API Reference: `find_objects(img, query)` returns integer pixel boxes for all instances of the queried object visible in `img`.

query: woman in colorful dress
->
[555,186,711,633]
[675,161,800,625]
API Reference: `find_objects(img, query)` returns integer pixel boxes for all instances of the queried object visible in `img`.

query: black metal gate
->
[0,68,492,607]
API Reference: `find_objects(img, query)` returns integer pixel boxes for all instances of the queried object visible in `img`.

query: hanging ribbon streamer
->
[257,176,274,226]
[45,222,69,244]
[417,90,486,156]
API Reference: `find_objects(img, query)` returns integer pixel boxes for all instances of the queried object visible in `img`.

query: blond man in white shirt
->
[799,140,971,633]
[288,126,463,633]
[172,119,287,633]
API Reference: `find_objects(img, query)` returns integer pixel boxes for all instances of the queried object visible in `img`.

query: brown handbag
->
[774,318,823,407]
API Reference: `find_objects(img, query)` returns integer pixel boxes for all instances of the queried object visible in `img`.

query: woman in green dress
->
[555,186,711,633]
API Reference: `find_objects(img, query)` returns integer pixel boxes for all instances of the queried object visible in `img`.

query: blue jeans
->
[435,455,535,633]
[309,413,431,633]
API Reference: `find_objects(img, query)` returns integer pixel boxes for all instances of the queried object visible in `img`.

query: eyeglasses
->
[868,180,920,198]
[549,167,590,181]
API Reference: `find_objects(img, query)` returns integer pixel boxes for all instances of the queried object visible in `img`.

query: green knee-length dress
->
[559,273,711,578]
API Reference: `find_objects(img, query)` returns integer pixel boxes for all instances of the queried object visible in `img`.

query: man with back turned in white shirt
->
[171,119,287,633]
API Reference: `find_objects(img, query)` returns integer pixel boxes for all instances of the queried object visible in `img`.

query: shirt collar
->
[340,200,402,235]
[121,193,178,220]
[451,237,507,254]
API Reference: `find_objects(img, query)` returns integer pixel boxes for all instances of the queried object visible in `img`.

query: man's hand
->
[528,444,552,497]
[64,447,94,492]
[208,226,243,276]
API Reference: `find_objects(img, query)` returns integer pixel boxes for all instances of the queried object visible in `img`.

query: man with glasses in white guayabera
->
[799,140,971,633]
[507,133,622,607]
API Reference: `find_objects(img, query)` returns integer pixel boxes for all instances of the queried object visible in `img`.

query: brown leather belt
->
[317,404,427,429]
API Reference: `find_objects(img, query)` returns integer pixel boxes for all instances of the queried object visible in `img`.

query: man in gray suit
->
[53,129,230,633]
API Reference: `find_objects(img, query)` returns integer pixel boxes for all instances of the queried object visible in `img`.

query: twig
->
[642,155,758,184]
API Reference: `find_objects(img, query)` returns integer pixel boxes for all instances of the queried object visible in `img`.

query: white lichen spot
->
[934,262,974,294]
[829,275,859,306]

· · · · ·

TASK PROMPT: Copy the lines word for word, from the very first line through the line containing "[774,318,823,407]", including that line.

OUTPUT FOR THIS TASK:
API Reference: `find_objects(img, query)` returns integer pixel boxes for all instances of the queried object visible in `img`.

query: woman in colorful dress
->
[555,186,711,633]
[675,161,800,625]
API Reference: `find_objects(img, query)` returns integer pixel boxes for all instances of the queried object visible in `img`.

query: black metal gate
->
[0,68,492,607]
API Reference: `find_objects(img, query)` returns integer pixel boxes for all instances of the queried object visible in `img`.

query: hanging ribbon streamer
->
[257,176,274,226]
[45,222,69,244]
[417,90,486,156]
API Reference: `find_objects(img, query)` returns integer pixel boxes for all instances of the queried object visible in `img`.

query: blond man in white shirt
->
[799,140,971,633]
[288,126,463,633]
[172,119,287,633]
API Reference: `find_objects(img, query)` returns integer pixel boxes for all instances of the queried object visible in `img`.

query: brown handbag
->
[774,318,823,407]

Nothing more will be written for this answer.